[LP] Mark Lanegan Band – Gargoyle

Avec son second album sous le nom du Mark Lanegan Band, le songwriter américain poursuit les aventures ténébreuses entamées sur le formidable « Blues Funeral » en affirmant encore plus son sens de l’écriture et de l’atmosphère, quelque part entre les noirceurs cycloniques d’un rock épais et pluvieux et les illuminations, brèves mais intenses, de clartés presque religieuses.

Une carrière inépuisable et qui, si l’on en croit ce nouvel effort, n’est pas prête de s’interrompre de sitôt ; Mark Lanegan fait partie de nous, depuis ses débuts au sein des Screaming Trees ou en solo (« Whiskey for the Holy Ghost » reste le disque de chevet de chaque individu marqué par la solitude et l’addiction à l’art et aux substances anxiogènes et hallucinogènes licites). Il y a cinq ans, « Blues Funeral » marquait une nouvelle étape au sein du périple d’un artiste en constante évolution et réinvention, constituant pour l’occasion un véritable microcosme capable de porter ses fantasmes les plus noirs sur le devant de la scène. Puis vient « Gargoyle » : un effort désespéré, presque hurlé et d’une intensité ténébreuse radicale, mais à la beauté intérieure humaine et poignante. À 52 ans, Mark Lanegan conserve toujours une longueur d’avance sur ses contemporains, donnant une leçon d’écriture et de composition sans faille et imparable qui laissera beaucoup de pseudo-phénomènes éphémères sur le carreau, la gueule en vrac et les doigts brisés.
= = = = =
_SÉRIE D'EXERCICES_
A - Recopiez mot pour mot le passage de la critique de « Gargoyle » qui va de « Avec son second » jusqu'à « clartés presque religieuses. ».
B - D'après la critique de « Gargoyle », quel âge a Mark Lanegan ?
C - Poursuivez, s'il vous plaît, la critique de « Gargoyle » à partir de sa dernière phrase.
Ces enregistrements ne servent à rien ici.

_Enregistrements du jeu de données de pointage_
= = = = =
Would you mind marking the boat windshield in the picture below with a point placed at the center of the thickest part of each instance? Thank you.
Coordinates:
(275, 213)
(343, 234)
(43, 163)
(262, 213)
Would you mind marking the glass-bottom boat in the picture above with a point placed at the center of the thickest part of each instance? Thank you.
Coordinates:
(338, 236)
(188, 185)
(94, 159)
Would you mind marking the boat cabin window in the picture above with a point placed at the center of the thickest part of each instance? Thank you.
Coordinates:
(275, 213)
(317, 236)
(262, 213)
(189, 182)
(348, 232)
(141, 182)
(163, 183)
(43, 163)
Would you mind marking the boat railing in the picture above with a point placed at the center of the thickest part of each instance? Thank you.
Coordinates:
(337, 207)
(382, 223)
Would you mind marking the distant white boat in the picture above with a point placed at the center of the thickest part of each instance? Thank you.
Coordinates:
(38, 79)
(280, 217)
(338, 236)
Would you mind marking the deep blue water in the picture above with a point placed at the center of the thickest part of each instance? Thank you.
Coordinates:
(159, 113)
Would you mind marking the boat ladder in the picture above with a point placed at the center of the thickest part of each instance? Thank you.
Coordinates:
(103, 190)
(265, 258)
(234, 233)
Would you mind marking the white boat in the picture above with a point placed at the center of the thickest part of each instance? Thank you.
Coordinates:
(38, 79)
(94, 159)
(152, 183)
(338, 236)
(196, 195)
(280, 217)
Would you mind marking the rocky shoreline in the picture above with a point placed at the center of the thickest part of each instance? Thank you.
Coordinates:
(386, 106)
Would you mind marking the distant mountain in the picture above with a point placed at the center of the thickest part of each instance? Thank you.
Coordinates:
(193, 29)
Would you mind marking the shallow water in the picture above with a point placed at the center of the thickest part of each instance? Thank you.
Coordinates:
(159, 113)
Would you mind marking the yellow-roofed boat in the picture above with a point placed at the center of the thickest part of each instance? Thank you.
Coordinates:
= = = = =
_RÉPONSES AUX CONSIGNES_
A -
Avec son second album sous le nom du Mark Lanegan Band, le songwriter américain poursuit les aventures ténébreuses entamées sur le formidable « Blues Funeral » en affirmant encore plus son sens de l’écriture et de l’atmosphère, quelque part entre les noirceurs cycloniques d’un rock épais et pluvieux et les illuminations, brèves mais intenses, de clartés presque religieuses.

B - Il a 52 ans.

C -
Peut-on considérer « Gargoyle » comme l’opus le plus obscur du compositeur ? Si l’on en croit l’ambiance putride et lourde de « Death’s Head Tattoo », on serait tenté de répondre de manière positive, surtout lorsque « Nocturne » et sa discrète mais omniprésente boucle synthétique renforce cette impression tenace d’oppression, de manque d’air, de suffocation. La production est sale, colle à la peau comme la sueur d’une journée de labeur ou le sang séché après un combat acharné pour sortir du marasme et ne pas se laisser dominer. De ce fait, la fausse clarté de « Blue Blue Sea » et la mélancolie psychédélique du magnifique « Sister », où larsens et saxophones s’enlacent avant de mieux se rejeter, servent justement à rendre l’impact général toujours plus prégnant, aigre et acide, piquant et brûlant. Habité par ses textes et instrumentaux, y fondant le métal en fusion de ses peurs et de ses hantises, Mark Lanegan transforme le rock le plus immédiat en une arme offensive et aiguisée (« Beehive », « Emperor »), le folk en bouffée d’oxygène vitale avant de replonger dans l’abîme (sublime « Goodbye To Beauty », « First Day Of Winter ») et va même jusqu’à précipiter sa course, tête la première, au bord d’une falaise abrupte, prise de risque nécessaire à l’épreuve et au baptême de nos propres craintes pour mieux les surmonter (« Drunk On Destruction »). Une boue cathartique et humide, caressante et anxiogène, qui nous parcourt les synapses et la moelle épinière avec autant de frissons que de délectation (« Old Swan »).

« Gargoyle » est fascinant et obsédant ; un album chamanique et diabolique, sur lequel les esprits défunts nous heurtent, nous bousculent puis nous guident entre l’Hadès et un Paradis perdu depuis bien longtemps. Compulsif et hypnotique, il fait de Mark Lanegan le représentant des tourments de l’âme humaine le plus proche de nos angoisses, de nos pertes de repères, de nos amours déchues. La chute est inexorable, mais n’est-elle pas finalement d’une beauté et d’une franchise à couper le souffle ? Une chose est certaine : ces dix chansons, prières à la terre et aux forces obscures qui la régissent, ne laisseront personne indifférent. Pour nous, le choix est fait : « Gargoyle » est l’un des meilleurs disques de l’année. À chacun, maintenant, de se forger sa propre opinion.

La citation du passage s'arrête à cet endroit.